## Tâche à réaliser
Poursuivez, s'il vous plaît, l'article sur la conférence de Rome consacrée à la Libye en reprenant juste après sa dernière phrase.

## Article
Officiellement, la conférence internationale sur la Libye, prévue le 13 décembre à Rome, est censée donner une «
impulsion, si possible décisive, à la conclusion d’un accord pour un gouvernement national » en Libye. C’est en tout cas ce qu’a déclaré le ministre italien des Affaires étrangères, Paolo Gentiloni. Officieusement, il s’agit surtout de discuter de la menace qui pèse sur la Libye en raison de la présence de l’Etat Islamique (EI), et du coup, de la menace que représente aujourd’hui la Libye. Le chef de la diplomatie italienne ne l’a d’ailleurs pas caché : un accord inter-libyen représente l’«
unique base pour contrecarrer » l’EI. Cette conférence, convoquée à la fois par l’Italie et les Etats-Unis, doit réunir, pour une seule journée de travail, les cinq membres permanents du Conseil de sécurité, les grands pays européens et les pays de la région, comme l’Algérie, le Maroc ou encore l’Egypte.
En fait, depuis peu, la Libye apparaît de plus en plus comme la prochaine urgence pour les Occidentaux, qui s’alarment de la montée en puissance de l’EI dans ce pays dont les côtes sont seulement à 600 km des côtes de Malte et de la Sicile. Quelques jours à peine après les attentats du 13 novembre à Paris, et l’intensification des frappes aériennes contre l’EI en Syrie, le président du Conseil italien, Matteo Renzi, l’avait clairement dit : « La Libye risque d’être la prochaine urgence ». Alors que le premier ministre français, Manuel Valls, déclarait le 30 novembre sur Europe 1 que la Libye serait « incontestablement le grand dossier des mois qui viennent ».
Depuis, de nombreuses voix ne cessent de s’élever dans ce sens. Sans un tel accord, « ce sera la victoire de Daech en Libye », a averti le ministre français de la Défense, Jean-Yves Le Drian. « On voit arriver dans la région de Syrte (nord) des djihadistes étrangers qui, si nos opérations en Syrie et en Iraq parviennent à réduire la base territoriale de Daech, pourraient être demain plus nombreux », a ajouté le ministre dans un entretien à l’hebdomadaire Jeune Afrique.
Certains vont même jusqu’à affirmer que la ville de Syrte risque d’être la prochaine capitale de l’EI, et que le groupe compterait y transférer ses cadres, voire ses centres de commandement, à l’heure où son QG iraqien de Mossoul est menacé par les forces kurdes et où son chef-lieu syrien de Raqqa est sous les bombes tant russes qu’occidentales. Selon le New York Times, l’hypothèse est prise au sérieux par les services américains et européens. Et, selon l’Onu, la Libye compte désormais entre 2 000 et 3 000 combattants de l’EI, dont 1 500 à Syrte.

Extraits de données de pointage
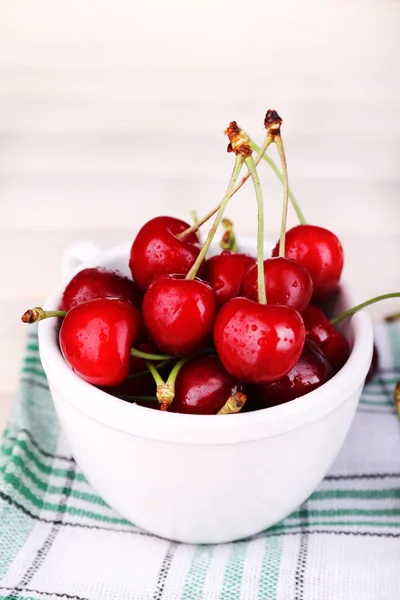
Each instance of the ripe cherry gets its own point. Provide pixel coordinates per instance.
(286, 283)
(332, 343)
(99, 283)
(157, 250)
(225, 273)
(96, 339)
(258, 343)
(203, 386)
(179, 314)
(320, 252)
(311, 371)
(139, 381)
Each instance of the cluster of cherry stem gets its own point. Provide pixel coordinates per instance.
(242, 146)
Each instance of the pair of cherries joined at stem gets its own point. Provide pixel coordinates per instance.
(257, 313)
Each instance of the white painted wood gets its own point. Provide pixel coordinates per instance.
(111, 113)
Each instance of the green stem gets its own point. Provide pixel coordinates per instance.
(260, 154)
(262, 297)
(281, 151)
(33, 315)
(156, 375)
(275, 169)
(144, 373)
(351, 311)
(146, 356)
(228, 241)
(235, 174)
(174, 373)
(143, 398)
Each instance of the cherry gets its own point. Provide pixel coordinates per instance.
(286, 283)
(320, 252)
(139, 381)
(225, 273)
(310, 372)
(258, 343)
(96, 339)
(99, 283)
(179, 314)
(203, 386)
(158, 250)
(320, 330)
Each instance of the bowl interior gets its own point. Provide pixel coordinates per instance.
(136, 420)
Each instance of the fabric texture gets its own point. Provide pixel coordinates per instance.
(58, 538)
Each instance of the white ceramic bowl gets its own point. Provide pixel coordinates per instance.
(203, 479)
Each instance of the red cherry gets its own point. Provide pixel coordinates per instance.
(139, 386)
(99, 283)
(157, 250)
(332, 343)
(179, 314)
(320, 252)
(310, 372)
(203, 386)
(225, 273)
(286, 283)
(258, 343)
(96, 338)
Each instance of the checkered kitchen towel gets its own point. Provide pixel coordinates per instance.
(58, 539)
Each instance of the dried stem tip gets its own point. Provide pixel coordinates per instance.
(396, 397)
(238, 140)
(272, 123)
(234, 404)
(33, 315)
(165, 395)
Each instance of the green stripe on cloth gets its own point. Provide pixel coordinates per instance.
(268, 582)
(34, 411)
(231, 583)
(39, 503)
(197, 572)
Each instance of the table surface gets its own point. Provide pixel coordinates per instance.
(107, 120)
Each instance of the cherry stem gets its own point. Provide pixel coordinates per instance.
(234, 404)
(166, 389)
(351, 311)
(396, 398)
(277, 172)
(261, 153)
(146, 356)
(235, 174)
(36, 314)
(144, 373)
(281, 151)
(142, 398)
(262, 296)
(195, 219)
(392, 318)
(228, 241)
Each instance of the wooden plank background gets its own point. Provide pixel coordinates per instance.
(111, 113)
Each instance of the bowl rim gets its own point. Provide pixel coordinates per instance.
(140, 421)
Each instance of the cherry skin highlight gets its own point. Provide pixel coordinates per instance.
(310, 372)
(258, 343)
(157, 250)
(96, 338)
(99, 283)
(225, 273)
(203, 386)
(286, 283)
(320, 252)
(332, 343)
(179, 314)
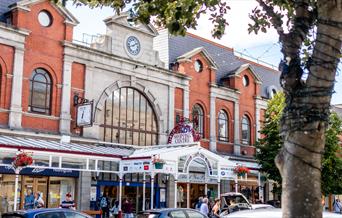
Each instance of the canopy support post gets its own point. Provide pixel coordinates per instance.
(144, 190)
(152, 190)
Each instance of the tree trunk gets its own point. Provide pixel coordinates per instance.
(306, 114)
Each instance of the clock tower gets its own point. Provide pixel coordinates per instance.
(132, 40)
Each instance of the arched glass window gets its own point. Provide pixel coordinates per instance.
(222, 121)
(129, 119)
(198, 119)
(246, 130)
(40, 92)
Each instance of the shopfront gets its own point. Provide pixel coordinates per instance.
(51, 184)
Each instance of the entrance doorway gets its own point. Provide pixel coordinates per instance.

## Résultat obtenu
Premières mesures
L’inquiétude est donc palpable. Et les premières mesures déjà prises. La France a ainsi reconnu vendredi dernier avoir effectué des vols de reconnaissance au-dessus de la Libye en novembre, notamment le fief de l’EI à Syrte, et en planifie d’autres. Les missions aériennes ISR (Intelligence, Surveillance et Reconnaissance) visaient à collecter du renseignement sur des mouvements de combattants et des cibles potentielles. Ce sont des « missions de renseignement comme on en fait régulièrement quand on est dans une zone de crise », a indiqué une source militaire à bord du porte-avion français Charles de Gaulle, citée par l’AFP. « Ce sont des opérations frontalières pour récolter des informations et des renseignements, en particulier sur les mouvements terroristes », aussi bien l’EI que l’organisation Al-Qaëda au Maghreb Islamique (Aqmi), a-t-on ajouté de même source.
Quelques jours plus tôt, le 13 novembre, les Etats-Unis disaient avoir tué, lors d’une frappe aérienne, le chef supposé de Daech en Libye, l’Iraqien Wissam Najm Abd-Zayd Al-Zubaydi, alias Abou-Nabil. Ce n’est pas le seul haut gradé iraqien dans les rangs de l’EI envoyé à Syrte.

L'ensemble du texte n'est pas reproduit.